*Exercise*.
Please select every line below that contains the word "vest" and copy those lines.

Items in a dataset
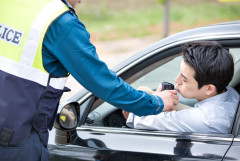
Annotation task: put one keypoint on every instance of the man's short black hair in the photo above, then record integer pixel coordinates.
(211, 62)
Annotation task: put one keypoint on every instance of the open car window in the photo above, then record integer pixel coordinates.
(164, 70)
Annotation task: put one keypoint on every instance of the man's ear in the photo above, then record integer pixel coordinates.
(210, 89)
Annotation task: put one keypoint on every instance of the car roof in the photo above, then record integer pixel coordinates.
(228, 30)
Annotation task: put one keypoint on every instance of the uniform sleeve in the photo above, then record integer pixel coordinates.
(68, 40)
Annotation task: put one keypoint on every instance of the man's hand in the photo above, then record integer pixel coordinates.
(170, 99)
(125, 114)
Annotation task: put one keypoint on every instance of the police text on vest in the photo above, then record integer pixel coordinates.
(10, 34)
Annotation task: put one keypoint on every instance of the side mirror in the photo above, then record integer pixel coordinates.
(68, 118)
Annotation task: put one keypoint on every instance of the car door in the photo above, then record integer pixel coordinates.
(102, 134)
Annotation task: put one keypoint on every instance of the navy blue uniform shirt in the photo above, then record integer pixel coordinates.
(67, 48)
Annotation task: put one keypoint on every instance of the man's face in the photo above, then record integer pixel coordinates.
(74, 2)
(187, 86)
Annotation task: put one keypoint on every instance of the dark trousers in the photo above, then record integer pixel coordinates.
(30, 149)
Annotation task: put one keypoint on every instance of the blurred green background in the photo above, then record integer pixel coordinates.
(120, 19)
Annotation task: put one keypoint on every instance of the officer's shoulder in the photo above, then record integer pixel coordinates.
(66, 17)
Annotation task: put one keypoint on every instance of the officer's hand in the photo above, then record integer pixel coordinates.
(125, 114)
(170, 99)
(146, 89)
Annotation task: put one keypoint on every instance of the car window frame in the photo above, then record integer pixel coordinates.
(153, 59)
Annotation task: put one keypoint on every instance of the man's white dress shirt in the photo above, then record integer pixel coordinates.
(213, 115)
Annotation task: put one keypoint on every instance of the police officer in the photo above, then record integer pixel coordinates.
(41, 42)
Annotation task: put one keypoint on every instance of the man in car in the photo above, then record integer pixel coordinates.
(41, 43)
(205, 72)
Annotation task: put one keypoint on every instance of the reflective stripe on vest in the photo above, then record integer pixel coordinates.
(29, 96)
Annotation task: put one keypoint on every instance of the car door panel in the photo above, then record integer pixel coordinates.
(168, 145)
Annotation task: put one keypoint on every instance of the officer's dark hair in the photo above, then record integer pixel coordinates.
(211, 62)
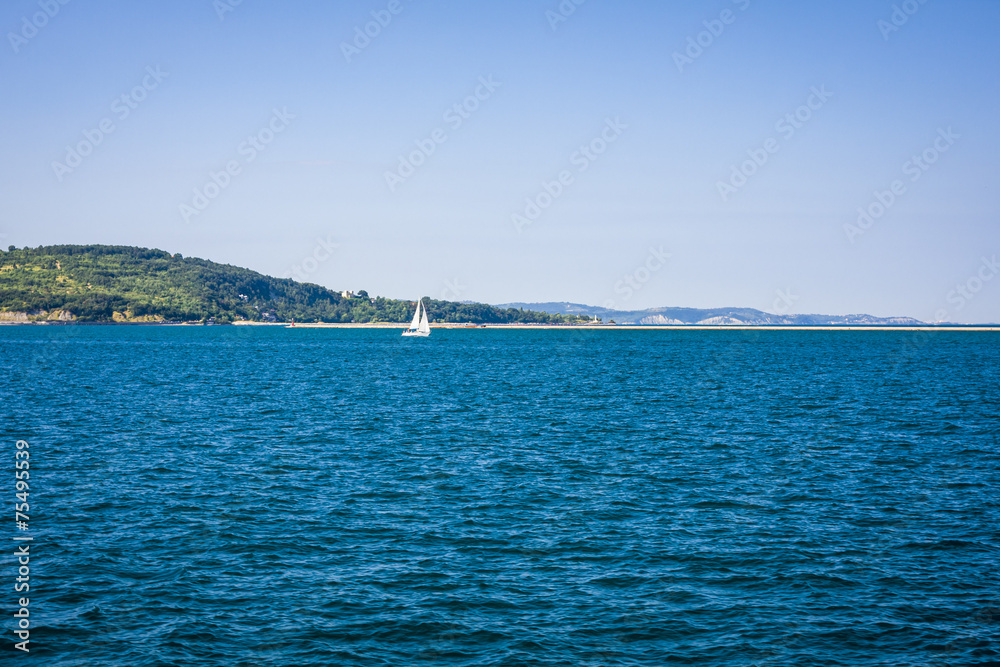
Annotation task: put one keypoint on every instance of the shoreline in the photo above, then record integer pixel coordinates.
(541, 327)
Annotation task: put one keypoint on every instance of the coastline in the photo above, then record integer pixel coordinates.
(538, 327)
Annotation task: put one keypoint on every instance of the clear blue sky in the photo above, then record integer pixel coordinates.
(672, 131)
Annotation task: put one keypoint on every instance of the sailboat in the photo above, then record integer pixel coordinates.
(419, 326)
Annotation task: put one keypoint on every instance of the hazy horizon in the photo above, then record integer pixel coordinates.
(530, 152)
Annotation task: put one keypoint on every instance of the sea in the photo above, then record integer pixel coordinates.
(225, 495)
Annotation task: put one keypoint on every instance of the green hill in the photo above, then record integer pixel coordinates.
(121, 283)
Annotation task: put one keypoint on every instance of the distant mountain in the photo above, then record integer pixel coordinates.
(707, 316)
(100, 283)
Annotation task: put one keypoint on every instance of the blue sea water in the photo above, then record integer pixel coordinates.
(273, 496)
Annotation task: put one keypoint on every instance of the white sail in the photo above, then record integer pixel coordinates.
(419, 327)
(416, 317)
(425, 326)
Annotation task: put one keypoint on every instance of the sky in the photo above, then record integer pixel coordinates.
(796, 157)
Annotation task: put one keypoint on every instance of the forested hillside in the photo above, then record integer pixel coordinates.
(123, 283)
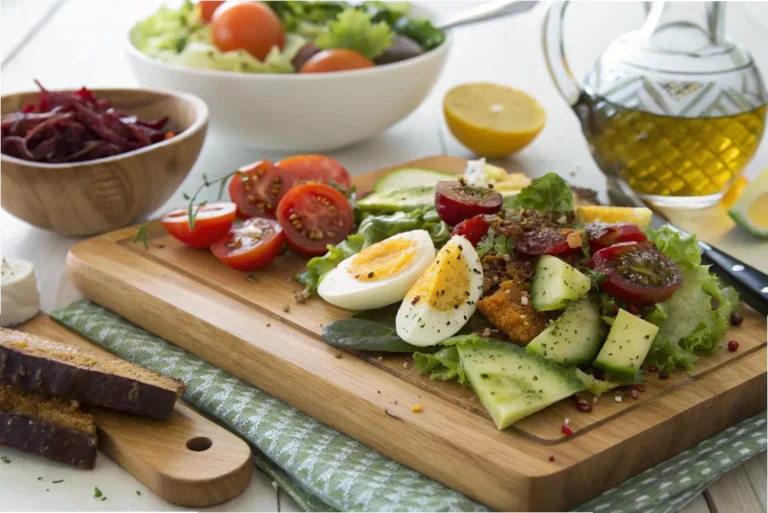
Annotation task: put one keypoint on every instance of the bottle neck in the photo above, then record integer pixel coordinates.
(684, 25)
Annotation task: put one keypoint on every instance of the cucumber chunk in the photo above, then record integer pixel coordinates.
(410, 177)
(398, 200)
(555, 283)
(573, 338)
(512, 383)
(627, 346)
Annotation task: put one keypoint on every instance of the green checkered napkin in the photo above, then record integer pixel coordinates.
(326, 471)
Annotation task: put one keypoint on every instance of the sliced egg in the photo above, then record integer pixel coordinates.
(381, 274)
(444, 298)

* * *

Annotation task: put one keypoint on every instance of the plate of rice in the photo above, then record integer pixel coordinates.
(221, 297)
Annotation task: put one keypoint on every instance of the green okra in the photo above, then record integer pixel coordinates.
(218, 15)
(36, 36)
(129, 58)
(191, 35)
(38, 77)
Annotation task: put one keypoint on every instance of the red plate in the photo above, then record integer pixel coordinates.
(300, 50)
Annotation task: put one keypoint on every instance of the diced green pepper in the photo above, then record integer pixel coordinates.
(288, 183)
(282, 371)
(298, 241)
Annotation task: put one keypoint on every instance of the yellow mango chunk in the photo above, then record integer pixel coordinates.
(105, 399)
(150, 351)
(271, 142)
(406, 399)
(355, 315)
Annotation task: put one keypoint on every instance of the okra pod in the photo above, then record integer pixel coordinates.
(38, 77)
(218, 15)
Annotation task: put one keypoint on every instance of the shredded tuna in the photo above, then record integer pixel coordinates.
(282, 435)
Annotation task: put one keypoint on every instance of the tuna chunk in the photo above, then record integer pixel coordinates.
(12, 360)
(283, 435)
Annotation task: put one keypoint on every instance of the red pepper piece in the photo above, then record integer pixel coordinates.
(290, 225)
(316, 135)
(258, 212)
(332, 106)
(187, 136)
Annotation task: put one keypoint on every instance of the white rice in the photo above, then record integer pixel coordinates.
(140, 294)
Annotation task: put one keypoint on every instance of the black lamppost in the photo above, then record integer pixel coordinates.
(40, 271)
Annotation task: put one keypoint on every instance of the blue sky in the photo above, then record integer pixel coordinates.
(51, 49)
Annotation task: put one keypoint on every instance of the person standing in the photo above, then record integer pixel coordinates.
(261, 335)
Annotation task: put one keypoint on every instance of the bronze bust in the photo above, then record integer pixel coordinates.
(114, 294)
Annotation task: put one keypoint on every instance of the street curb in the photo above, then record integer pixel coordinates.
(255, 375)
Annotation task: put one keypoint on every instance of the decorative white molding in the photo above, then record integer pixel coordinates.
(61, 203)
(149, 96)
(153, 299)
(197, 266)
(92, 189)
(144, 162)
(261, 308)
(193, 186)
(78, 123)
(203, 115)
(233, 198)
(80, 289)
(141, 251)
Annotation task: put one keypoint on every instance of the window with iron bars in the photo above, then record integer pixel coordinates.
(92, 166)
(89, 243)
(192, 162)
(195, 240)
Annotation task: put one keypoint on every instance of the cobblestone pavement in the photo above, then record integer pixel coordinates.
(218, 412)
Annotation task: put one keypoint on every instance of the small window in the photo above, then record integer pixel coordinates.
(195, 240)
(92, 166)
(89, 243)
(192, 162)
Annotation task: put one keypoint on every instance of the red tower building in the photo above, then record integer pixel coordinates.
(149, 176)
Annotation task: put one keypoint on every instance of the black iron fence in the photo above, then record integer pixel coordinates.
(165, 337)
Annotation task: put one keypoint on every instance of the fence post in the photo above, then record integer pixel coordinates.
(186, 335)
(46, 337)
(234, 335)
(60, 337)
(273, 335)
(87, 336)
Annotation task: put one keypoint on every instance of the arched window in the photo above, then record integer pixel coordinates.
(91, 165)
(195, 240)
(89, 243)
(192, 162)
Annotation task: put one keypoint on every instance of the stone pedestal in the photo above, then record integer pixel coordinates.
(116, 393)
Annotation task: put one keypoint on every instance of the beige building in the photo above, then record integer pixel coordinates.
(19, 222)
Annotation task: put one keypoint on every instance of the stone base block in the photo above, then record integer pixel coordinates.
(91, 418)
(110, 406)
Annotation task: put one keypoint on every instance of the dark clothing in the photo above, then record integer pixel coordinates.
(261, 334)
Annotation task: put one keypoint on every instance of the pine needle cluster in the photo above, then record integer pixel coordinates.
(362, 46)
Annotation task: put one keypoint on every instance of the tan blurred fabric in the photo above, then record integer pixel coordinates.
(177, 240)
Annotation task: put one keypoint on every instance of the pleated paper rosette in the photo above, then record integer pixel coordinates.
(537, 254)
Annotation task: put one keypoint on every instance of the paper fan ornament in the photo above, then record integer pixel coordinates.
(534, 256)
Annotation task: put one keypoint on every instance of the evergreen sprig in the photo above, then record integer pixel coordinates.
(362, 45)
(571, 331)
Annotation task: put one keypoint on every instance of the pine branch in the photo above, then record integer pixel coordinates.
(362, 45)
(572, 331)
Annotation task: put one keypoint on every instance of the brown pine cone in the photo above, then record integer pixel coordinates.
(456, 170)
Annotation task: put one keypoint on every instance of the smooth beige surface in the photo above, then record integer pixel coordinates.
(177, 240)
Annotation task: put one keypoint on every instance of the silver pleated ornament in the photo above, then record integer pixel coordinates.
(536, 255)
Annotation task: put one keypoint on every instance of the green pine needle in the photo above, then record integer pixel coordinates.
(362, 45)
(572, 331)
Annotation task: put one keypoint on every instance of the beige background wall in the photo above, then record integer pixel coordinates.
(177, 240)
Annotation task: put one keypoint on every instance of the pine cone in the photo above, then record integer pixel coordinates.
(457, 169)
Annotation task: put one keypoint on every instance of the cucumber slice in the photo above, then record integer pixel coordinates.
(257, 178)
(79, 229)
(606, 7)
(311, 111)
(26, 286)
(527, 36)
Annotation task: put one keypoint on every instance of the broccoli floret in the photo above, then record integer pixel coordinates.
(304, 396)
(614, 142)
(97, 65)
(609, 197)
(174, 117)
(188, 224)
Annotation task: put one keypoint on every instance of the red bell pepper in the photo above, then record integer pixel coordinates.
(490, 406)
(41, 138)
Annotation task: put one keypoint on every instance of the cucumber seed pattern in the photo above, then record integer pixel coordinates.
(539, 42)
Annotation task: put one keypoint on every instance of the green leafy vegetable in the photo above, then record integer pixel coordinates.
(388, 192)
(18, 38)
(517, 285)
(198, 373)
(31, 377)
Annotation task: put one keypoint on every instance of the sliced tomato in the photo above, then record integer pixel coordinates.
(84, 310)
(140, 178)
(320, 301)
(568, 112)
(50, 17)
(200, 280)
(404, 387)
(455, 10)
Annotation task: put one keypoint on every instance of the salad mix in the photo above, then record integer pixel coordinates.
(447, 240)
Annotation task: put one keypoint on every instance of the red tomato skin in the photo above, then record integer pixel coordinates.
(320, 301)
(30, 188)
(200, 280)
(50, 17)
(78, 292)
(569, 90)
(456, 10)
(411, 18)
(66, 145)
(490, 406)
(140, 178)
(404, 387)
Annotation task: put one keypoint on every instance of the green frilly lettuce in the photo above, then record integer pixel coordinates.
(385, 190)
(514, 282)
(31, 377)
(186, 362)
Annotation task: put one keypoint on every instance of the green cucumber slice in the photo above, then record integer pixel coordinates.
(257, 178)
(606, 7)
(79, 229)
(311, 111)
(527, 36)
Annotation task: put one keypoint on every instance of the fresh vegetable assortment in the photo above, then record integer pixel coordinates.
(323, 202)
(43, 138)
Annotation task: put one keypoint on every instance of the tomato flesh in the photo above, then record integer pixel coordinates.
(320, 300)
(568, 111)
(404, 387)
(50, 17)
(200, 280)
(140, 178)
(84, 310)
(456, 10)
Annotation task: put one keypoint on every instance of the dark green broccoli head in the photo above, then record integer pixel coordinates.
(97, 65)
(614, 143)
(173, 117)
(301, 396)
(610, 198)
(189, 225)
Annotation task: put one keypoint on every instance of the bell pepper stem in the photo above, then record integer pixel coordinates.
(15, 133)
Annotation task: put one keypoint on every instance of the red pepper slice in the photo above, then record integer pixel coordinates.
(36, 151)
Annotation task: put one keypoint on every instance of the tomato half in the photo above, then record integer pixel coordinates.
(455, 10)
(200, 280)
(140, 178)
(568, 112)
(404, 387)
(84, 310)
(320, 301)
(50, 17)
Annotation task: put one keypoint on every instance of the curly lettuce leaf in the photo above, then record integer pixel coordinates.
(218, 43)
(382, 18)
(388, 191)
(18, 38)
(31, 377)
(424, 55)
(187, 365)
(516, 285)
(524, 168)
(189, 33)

*Result of this exercise*.
Annotation task: put one keypoint on every instance of the police text on vest in the photo above, then record integer pixel coordinates.
Annotation task: put one keypoint on every instance of the reflective stripe on vest in the photo above, then record integer pixel coordinates.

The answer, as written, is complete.